Directions
Reproduce all of the data below word for word, leaving every line unchanged.

Input records
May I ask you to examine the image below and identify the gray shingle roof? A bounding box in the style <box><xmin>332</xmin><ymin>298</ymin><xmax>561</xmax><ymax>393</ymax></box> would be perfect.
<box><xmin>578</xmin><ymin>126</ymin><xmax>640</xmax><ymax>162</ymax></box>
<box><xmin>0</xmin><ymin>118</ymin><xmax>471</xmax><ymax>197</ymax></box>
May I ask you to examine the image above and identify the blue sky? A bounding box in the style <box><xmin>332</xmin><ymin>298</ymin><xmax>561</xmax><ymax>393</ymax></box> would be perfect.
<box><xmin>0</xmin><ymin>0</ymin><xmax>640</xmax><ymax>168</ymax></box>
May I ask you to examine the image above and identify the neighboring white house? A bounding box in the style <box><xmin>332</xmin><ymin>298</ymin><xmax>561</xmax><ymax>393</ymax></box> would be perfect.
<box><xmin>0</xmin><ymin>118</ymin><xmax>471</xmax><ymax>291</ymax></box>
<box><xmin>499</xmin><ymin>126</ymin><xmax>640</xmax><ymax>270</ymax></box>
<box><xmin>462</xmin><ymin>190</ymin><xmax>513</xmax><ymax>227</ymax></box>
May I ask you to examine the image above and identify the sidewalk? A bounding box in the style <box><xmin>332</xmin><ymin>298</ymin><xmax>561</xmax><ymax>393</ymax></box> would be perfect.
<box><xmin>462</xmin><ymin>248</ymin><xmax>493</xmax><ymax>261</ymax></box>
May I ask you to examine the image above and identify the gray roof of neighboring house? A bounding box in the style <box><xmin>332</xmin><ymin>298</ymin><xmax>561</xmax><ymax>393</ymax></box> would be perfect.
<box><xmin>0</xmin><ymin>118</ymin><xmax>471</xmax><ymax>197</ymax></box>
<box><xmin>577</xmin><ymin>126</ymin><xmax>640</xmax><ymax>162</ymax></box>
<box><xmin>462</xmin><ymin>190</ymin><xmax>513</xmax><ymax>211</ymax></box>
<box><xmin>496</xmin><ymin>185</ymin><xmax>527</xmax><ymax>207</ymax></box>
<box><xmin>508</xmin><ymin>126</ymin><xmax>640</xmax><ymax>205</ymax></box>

Exercise response
May I ask you to examine the image below and identify the gray shingle roof? A bounding box in the style <box><xmin>332</xmin><ymin>298</ymin><xmax>561</xmax><ymax>393</ymax></box> would be perfect.
<box><xmin>578</xmin><ymin>126</ymin><xmax>640</xmax><ymax>162</ymax></box>
<box><xmin>0</xmin><ymin>118</ymin><xmax>471</xmax><ymax>197</ymax></box>
May I ask you to examine the image above and identify the blue sky? A bounding box in the style <box><xmin>332</xmin><ymin>298</ymin><xmax>561</xmax><ymax>393</ymax></box> would be perfect.
<box><xmin>0</xmin><ymin>0</ymin><xmax>640</xmax><ymax>168</ymax></box>
May I ask you to examine the image above and identify the neighboring white house? A bounding box in the style <box><xmin>332</xmin><ymin>298</ymin><xmax>561</xmax><ymax>393</ymax></box> would be perfect.
<box><xmin>0</xmin><ymin>118</ymin><xmax>471</xmax><ymax>291</ymax></box>
<box><xmin>499</xmin><ymin>126</ymin><xmax>640</xmax><ymax>270</ymax></box>
<box><xmin>462</xmin><ymin>190</ymin><xmax>513</xmax><ymax>227</ymax></box>
May I ask you to examine the image above and identify the sidewalk? A bounding box in the style <box><xmin>332</xmin><ymin>298</ymin><xmax>561</xmax><ymax>393</ymax></box> would be perfect.
<box><xmin>462</xmin><ymin>248</ymin><xmax>493</xmax><ymax>261</ymax></box>
May I ask you to examine the image above and identify the gray roof of neighboring house? A bounding box in the style <box><xmin>332</xmin><ymin>298</ymin><xmax>561</xmax><ymax>393</ymax></box> would be perfect.
<box><xmin>0</xmin><ymin>118</ymin><xmax>471</xmax><ymax>197</ymax></box>
<box><xmin>577</xmin><ymin>126</ymin><xmax>640</xmax><ymax>162</ymax></box>
<box><xmin>462</xmin><ymin>190</ymin><xmax>513</xmax><ymax>211</ymax></box>
<box><xmin>496</xmin><ymin>185</ymin><xmax>527</xmax><ymax>207</ymax></box>
<box><xmin>508</xmin><ymin>126</ymin><xmax>640</xmax><ymax>205</ymax></box>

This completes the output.